_DOCUMENT EXTRACT:_

Quick recommendations by user profile

While you take the quiz, here's a quick profile-based guide for context:

  • Beginner: If this is your first foray into local AI and you don't want to invest much, the RTX 3060 12 GB (new or second-hand) is the ideal entry point. It runs 7B models comfortably and has enough VRAM to experiment with 13B models at Q4.
  • Active developer: If you use AI for coding, code review, and text generation daily, the RTX 4060 Ti 16 GB offers the best balance of price and capability. 16 GB of VRAM comfortably runs 14B models with very efficient power draw.
  • Advanced enthusiast: If you want to run 30B–70B models for research or as a home server, the RTX 4090 24 GB is the most powerful consumer option. It's also ideal for Flux.1 Dev and high-quality image generation.
  • Mac user: Apple M4 chips with 32–128 GB of unified memory are excellent for LLMs. There's no separate VRAM: all system memory is shared with the GPU. The M4 Pro with 48 GB is the sweet spot for 13B–30B models.

Common mistakes when buying a GPU for local AI

The quiz gives you a data-driven recommendation, but it helps to know the most common mistakes so you avoid them even if your initial recommendation differs:

  • Prioritising CUDA cores over VRAM: An RTX 4070 Super with 12 GB may look superior to an RTX 4060 Ti with 16 GB in gaming benchmarks, but for local AI VRAM is the limiting factor. A model that doesn't fit in VRAM won't run, regardless of compute power.

_WHAT THE TASK ASKS:_ Rewrite the GPU guide from the words starting at "The quiz gives" and ending at "of compute power.", changing "limiting factor" to "main constraint".

[Stored data entries]
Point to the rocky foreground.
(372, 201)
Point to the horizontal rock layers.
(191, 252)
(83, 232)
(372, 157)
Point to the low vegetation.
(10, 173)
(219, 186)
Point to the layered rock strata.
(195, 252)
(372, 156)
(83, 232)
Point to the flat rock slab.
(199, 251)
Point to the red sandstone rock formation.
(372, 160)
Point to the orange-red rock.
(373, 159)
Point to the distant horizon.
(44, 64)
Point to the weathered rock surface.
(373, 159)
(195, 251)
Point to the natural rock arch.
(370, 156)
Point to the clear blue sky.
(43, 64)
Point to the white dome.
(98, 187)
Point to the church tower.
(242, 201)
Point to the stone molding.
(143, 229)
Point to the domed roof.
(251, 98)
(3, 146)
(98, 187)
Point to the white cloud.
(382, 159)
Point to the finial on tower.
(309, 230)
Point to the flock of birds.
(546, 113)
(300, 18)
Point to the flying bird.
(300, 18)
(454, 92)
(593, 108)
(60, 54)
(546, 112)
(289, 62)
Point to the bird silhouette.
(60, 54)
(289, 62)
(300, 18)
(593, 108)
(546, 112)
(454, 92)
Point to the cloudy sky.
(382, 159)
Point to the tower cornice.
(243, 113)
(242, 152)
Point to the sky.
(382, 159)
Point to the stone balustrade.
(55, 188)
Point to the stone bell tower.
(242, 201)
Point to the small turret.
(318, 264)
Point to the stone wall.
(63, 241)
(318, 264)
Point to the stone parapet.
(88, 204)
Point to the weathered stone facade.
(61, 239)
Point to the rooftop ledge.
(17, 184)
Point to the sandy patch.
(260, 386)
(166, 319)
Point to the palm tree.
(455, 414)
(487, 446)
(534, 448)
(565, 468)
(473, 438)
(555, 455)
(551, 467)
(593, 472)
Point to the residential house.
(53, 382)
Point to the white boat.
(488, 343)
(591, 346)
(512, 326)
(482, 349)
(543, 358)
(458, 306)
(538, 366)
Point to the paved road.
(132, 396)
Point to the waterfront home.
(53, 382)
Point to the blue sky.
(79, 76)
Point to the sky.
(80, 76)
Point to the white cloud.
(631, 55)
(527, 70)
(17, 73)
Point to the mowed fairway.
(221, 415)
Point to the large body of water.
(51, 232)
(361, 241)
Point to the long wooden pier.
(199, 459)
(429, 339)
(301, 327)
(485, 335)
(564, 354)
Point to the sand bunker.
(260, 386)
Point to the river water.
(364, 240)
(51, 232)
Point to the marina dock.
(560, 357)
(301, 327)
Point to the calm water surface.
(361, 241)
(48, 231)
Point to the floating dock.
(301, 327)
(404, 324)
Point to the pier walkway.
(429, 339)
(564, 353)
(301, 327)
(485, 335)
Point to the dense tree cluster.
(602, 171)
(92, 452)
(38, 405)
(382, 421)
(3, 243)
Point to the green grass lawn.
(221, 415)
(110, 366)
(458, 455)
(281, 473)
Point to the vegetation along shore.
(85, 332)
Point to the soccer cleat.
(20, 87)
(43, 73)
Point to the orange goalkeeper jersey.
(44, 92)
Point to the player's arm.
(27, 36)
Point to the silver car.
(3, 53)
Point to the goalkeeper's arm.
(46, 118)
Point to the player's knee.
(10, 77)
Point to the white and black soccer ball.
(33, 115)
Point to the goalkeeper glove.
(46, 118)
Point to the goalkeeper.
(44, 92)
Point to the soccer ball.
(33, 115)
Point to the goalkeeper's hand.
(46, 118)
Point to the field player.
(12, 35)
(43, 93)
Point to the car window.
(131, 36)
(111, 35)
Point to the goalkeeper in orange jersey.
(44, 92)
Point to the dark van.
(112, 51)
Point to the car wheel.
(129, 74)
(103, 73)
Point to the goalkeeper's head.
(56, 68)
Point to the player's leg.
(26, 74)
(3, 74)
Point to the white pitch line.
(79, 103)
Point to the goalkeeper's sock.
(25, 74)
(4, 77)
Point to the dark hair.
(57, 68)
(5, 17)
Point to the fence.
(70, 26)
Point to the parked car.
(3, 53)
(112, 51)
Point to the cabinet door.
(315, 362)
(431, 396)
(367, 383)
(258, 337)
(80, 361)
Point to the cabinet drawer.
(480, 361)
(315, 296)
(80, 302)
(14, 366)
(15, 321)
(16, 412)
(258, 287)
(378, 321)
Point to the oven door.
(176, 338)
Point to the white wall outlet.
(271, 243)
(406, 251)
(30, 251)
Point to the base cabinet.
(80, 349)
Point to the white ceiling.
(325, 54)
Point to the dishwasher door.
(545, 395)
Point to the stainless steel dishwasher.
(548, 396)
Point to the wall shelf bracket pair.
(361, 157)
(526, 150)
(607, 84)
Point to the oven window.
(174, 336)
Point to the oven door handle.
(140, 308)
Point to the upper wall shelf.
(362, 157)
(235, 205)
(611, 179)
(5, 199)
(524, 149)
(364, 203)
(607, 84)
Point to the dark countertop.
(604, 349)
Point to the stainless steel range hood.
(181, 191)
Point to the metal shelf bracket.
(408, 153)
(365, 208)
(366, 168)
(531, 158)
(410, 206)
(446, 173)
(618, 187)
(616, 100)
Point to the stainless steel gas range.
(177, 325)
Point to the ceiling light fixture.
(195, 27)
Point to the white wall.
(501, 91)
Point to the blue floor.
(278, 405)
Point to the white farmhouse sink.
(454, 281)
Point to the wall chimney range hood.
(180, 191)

_SOLUTION FOR THIS PROBLEM:_
The quiz gives you a data-driven recommendation, but it helps to know the most common mistakes so you avoid them even if your initial recommendation differs:

  • Prioritising CUDA cores over VRAM: An RTX 4070 Super with 12 GB may look superior to an RTX 4060 Ti with 16 GB in gaming benchmarks, but for local AI VRAM is the main constraint. A model that doesn't fit in VRAM won't run, regardless of compute power.